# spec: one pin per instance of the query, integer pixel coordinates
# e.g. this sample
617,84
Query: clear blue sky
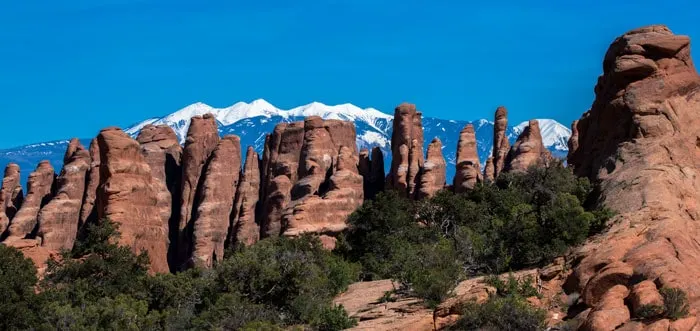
69,68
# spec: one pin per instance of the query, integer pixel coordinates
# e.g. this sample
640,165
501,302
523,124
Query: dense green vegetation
428,246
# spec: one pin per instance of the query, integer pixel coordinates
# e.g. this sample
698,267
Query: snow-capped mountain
252,121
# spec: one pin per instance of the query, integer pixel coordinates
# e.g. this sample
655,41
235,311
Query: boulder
58,220
218,190
468,168
128,195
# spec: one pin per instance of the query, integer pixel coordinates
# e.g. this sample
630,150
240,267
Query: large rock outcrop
468,168
245,229
432,175
279,173
88,212
639,143
218,190
128,196
39,191
329,186
527,150
406,149
163,153
58,220
202,138
501,145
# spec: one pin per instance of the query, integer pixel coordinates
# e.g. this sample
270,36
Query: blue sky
69,68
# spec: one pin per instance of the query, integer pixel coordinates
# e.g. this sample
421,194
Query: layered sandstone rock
202,138
218,190
501,145
58,220
327,212
432,178
11,194
406,149
468,168
245,229
39,189
279,172
528,150
128,196
639,143
88,212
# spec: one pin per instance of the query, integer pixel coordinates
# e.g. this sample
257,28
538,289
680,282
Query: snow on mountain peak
553,133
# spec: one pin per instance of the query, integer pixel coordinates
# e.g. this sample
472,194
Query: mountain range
252,121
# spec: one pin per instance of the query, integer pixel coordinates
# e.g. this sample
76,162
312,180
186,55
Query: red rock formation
468,169
326,213
218,190
432,178
280,166
88,212
528,150
639,143
202,138
245,230
58,220
11,194
406,165
501,145
39,187
128,196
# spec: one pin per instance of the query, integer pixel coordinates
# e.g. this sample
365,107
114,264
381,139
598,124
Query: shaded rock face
202,139
528,150
501,145
58,220
468,169
432,177
280,166
128,195
639,143
245,229
163,153
88,212
39,189
218,190
10,196
406,149
326,212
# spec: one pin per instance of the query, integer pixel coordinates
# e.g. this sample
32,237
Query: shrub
501,313
675,303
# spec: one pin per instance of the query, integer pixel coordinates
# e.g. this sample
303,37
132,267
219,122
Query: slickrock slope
58,220
432,177
406,149
202,138
88,212
218,190
39,187
128,195
245,229
639,141
468,168
501,145
528,150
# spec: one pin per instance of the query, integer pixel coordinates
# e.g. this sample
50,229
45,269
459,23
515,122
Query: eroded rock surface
218,190
128,196
639,142
58,220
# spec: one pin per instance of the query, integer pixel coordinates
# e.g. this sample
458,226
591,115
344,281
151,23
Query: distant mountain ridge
252,121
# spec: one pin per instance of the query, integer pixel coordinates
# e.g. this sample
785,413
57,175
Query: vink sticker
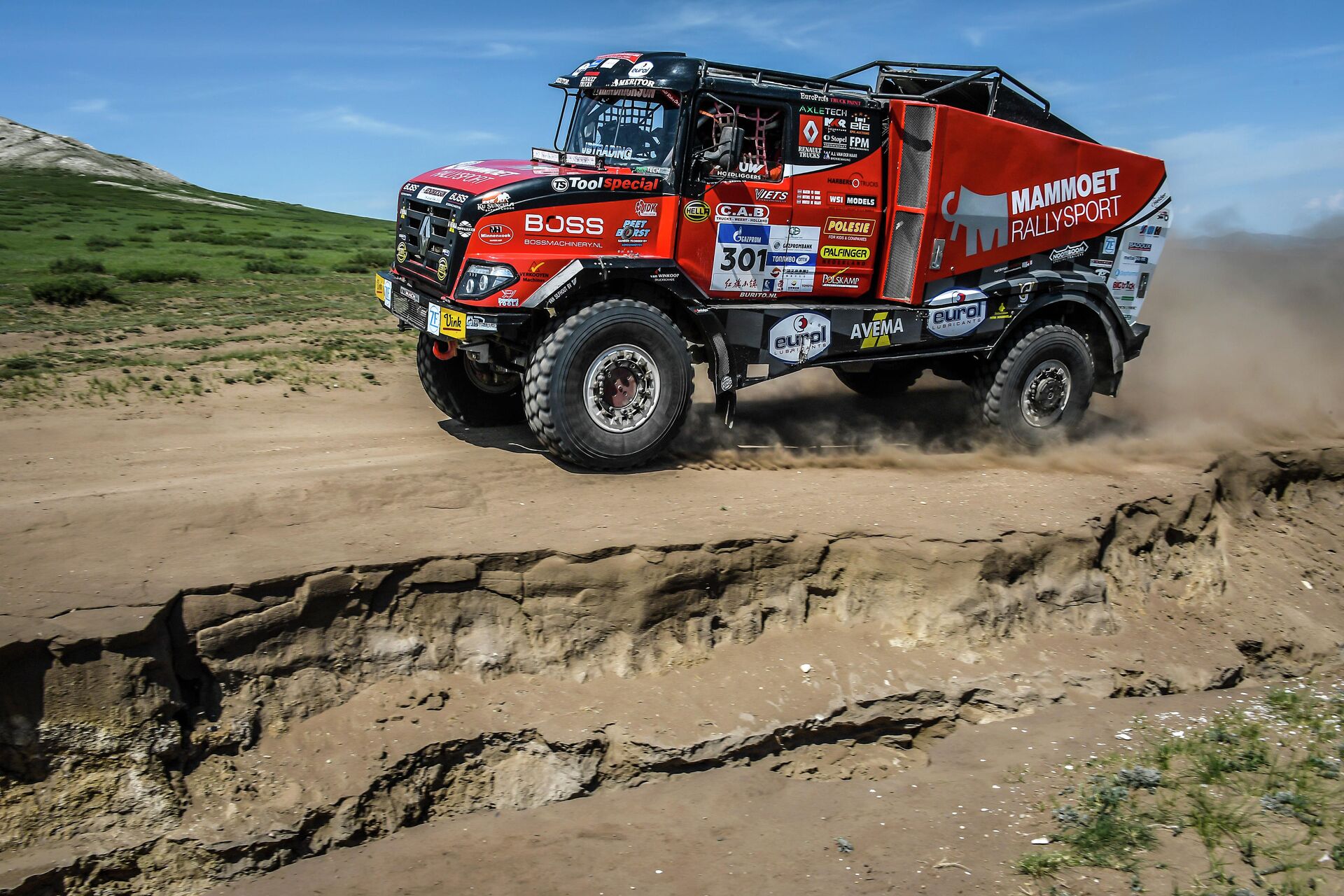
800,336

***

Pictures are to be left out; the rest of the listing should be printed exactly.

# spec: one pin per instance of the query, integer pixel coordinates
# e.g. this sample
617,84
Query: clear blue sky
69,68
# spec: one pin per instance of the query, integer pixel coordinates
# e.g. this sample
640,165
501,302
523,124
Query: dense green vegetation
428,246
# spec: one pin per instance of the query, integer pixel coordinates
# e.g. this sample
698,267
Query: snow-capped mountain
252,121
# spec: one pin per instance of the query, integer pixel coordinates
# e.g. this sample
655,41
235,311
Query: boulder
58,220
218,190
468,168
128,195
# spec: one pin per instance of the query, integer pixel coordinates
# e.g. this sample
630,150
240,267
Query: large rock outcrop
468,168
245,229
432,175
279,173
88,212
639,143
218,190
128,196
39,191
329,186
527,150
406,149
163,153
58,220
202,138
501,145
# spec: one pin per instance of the query, integer pixel coordinates
# e.g. this sample
270,36
Query: blue sky
69,68
# spec: one pin per instance of the query, integer pixel coordinates
# e.g. this sample
421,194
Query: layered sandstone rock
202,138
218,190
501,145
58,220
327,212
432,178
11,194
406,149
468,168
245,229
39,189
279,172
528,150
128,196
639,143
88,212
# spec: one pin per instance of the query, integer pixel coordinates
# e.g. this sample
257,28
538,289
680,282
Query: snow on mountain peak
553,133
# spec: one pin per instance of the query, integer pixel coordinates
# e.g. this sample
472,194
Query: mountain range
252,121
# spec: one pin per instance of the query, integer pixel coordinates
# e.g. this sample
76,162
312,180
186,55
Query: red rock formation
468,169
326,213
218,190
432,178
280,166
88,212
528,150
639,143
202,138
245,230
58,220
11,194
406,165
501,145
39,187
128,196
# spec: one pin per instance of the query, integer pixel coordinates
# e.g. this sample
365,107
114,264
381,139
598,124
Query: shaded rock face
202,139
528,150
501,145
58,220
468,169
432,177
280,166
128,195
639,143
245,229
163,153
88,212
39,189
218,190
10,196
406,149
326,212
# spec: one pin per instance of the query, integer pixel coordinates
# e.g. this sample
32,237
Query: shrub
501,313
675,303
# spec: one pin per instance of the query, integer pixel coordinates
# e.g. this sample
303,37
132,267
219,122
Query: slickrock slope
58,220
432,177
406,149
202,138
88,212
218,190
39,187
128,195
245,229
639,141
468,168
501,145
528,150
# spec: one pin per instance of the query, integer pixel coordinates
# e.g. this sample
50,229
45,269
459,23
515,122
Query: eroded rock surface
218,190
128,196
639,142
58,220
# spec: one pin per instance of the query, integer pixel coordinates
# e.g. this sample
458,226
591,115
344,281
151,23
Query: distant mountain ridge
252,121
# spec: one pin per instance of the query, integer pixel coordinates
# e.g. this sample
785,413
57,175
Query: vink sticker
800,336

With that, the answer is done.